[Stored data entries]
═══

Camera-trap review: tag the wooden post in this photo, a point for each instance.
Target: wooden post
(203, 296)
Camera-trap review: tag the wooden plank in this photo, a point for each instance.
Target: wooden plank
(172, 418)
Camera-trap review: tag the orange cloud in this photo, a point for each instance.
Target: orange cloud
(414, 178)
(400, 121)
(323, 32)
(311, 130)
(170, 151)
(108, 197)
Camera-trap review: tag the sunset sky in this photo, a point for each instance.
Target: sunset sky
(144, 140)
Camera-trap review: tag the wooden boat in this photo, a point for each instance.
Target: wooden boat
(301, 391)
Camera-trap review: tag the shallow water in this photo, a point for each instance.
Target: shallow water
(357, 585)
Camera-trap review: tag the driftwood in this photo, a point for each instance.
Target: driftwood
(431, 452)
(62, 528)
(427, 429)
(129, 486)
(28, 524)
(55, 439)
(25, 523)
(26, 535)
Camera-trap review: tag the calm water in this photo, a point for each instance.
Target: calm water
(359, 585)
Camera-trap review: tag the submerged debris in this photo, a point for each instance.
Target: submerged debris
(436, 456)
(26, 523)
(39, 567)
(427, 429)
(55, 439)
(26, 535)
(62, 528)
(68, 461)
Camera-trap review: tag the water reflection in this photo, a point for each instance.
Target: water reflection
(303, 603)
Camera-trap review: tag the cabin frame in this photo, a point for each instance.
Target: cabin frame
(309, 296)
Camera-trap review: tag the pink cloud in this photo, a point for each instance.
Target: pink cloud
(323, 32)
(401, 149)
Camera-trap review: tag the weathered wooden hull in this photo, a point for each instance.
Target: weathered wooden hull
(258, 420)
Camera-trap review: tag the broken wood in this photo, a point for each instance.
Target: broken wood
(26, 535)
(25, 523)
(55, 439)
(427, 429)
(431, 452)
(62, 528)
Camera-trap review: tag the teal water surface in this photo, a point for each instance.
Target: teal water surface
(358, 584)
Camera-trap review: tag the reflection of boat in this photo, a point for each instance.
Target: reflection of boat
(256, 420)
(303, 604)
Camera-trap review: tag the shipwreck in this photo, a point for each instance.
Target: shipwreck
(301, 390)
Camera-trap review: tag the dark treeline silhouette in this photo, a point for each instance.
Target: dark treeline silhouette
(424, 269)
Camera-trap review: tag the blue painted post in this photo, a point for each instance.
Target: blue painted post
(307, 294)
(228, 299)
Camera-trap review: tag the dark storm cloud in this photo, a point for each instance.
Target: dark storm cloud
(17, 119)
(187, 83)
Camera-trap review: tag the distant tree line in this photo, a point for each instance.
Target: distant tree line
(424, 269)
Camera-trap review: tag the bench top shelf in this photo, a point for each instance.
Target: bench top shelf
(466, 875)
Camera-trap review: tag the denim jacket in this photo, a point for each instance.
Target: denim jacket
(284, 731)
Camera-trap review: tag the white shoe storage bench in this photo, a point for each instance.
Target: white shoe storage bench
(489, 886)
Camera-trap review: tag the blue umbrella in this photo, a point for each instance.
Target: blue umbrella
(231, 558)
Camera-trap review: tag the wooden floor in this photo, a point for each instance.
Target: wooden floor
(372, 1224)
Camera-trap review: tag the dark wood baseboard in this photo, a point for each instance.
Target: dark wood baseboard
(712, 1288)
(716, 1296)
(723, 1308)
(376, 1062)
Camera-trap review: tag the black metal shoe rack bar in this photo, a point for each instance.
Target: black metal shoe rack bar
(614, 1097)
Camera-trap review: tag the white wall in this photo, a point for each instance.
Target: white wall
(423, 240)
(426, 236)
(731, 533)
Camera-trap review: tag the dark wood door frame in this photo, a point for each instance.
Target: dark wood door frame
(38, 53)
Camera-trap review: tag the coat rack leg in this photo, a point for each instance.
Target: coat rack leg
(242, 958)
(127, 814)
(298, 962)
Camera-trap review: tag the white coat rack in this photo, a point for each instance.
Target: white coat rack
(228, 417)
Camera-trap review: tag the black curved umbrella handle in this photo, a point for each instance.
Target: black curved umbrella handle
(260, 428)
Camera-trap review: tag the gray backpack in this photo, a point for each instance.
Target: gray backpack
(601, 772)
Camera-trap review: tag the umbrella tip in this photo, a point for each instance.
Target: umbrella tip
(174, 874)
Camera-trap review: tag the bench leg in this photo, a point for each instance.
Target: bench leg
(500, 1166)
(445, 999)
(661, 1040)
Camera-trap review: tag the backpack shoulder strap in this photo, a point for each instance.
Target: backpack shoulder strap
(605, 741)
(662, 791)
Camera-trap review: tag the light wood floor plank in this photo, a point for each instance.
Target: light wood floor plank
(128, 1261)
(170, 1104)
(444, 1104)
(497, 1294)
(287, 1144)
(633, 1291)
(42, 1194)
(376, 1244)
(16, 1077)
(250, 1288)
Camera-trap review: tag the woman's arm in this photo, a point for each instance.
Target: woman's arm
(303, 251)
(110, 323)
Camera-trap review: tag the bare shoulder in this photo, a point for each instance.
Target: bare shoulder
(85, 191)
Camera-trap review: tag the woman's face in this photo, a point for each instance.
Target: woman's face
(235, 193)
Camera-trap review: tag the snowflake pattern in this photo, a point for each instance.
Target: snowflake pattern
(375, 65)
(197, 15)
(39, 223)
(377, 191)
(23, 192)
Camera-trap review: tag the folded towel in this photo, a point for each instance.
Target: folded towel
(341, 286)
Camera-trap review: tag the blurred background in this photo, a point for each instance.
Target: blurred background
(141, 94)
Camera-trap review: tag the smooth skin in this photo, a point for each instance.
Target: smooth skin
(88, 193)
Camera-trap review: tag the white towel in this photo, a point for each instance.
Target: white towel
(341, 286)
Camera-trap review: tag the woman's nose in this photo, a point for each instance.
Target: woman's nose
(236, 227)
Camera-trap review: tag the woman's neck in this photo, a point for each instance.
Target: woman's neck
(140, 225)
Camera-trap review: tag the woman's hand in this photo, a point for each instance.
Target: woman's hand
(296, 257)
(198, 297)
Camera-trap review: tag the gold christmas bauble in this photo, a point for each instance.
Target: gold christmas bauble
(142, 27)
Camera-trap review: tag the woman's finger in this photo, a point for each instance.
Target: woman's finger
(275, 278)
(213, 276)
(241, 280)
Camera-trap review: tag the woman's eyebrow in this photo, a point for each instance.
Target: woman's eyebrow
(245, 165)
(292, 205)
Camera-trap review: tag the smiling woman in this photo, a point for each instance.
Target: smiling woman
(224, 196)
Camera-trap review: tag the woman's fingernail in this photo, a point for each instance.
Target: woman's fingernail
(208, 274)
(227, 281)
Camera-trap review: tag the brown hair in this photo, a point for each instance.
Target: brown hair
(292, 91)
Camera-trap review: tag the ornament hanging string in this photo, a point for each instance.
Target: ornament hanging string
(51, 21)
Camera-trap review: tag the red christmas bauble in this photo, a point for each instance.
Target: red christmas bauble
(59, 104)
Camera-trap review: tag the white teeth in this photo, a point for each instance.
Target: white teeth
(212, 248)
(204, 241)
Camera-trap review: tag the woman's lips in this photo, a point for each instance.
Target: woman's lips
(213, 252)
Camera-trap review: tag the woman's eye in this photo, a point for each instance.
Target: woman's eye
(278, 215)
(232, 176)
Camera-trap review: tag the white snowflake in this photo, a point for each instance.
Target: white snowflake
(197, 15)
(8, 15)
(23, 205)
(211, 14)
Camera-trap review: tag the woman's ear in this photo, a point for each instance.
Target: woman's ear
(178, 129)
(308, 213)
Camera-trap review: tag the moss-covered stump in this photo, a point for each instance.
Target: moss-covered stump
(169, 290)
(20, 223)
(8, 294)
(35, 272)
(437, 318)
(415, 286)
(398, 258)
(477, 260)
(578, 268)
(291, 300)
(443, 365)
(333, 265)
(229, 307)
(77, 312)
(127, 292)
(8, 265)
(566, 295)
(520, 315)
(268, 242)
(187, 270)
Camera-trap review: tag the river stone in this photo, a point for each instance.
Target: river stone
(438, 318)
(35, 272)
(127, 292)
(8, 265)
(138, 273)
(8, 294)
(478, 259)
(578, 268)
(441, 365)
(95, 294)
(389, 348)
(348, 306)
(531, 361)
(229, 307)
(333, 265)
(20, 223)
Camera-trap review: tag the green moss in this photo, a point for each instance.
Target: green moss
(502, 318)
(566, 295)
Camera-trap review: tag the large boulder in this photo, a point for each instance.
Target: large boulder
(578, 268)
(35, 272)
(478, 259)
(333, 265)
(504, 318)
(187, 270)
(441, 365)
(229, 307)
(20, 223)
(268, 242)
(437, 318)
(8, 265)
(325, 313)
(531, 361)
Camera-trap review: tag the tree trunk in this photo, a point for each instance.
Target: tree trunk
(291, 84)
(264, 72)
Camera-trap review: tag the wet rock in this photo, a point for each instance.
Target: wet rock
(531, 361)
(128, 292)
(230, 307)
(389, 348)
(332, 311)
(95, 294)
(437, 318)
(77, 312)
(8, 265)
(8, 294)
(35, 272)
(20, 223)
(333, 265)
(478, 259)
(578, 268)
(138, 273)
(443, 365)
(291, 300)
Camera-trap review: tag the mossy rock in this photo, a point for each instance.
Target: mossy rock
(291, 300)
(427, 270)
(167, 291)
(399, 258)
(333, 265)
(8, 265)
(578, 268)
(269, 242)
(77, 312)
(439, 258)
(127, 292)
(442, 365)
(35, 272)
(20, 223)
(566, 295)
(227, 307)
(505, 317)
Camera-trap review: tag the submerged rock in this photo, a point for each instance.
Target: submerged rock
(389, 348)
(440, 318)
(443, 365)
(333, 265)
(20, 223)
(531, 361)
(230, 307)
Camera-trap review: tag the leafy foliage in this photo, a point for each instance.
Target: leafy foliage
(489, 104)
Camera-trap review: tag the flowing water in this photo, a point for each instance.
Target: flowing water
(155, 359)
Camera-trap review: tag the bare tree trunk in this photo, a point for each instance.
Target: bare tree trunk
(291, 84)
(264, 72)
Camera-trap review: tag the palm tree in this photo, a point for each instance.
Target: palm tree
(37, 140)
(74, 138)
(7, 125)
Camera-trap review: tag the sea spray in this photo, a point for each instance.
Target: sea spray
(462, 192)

═══

__EXERCISE__. Both end lines included, restate word for word the lines above from the line with "Camera-trap review: tag the calm" to the line with "Camera-trap review: tag the submerged debris", and nothing else.

__RESPONSE BELOW__.
Camera-trap review: tag the calm water in this photo, a point for each instance.
Target: calm water
(359, 585)
Camera-trap review: tag the submerged debris in this photo, a point for each instance.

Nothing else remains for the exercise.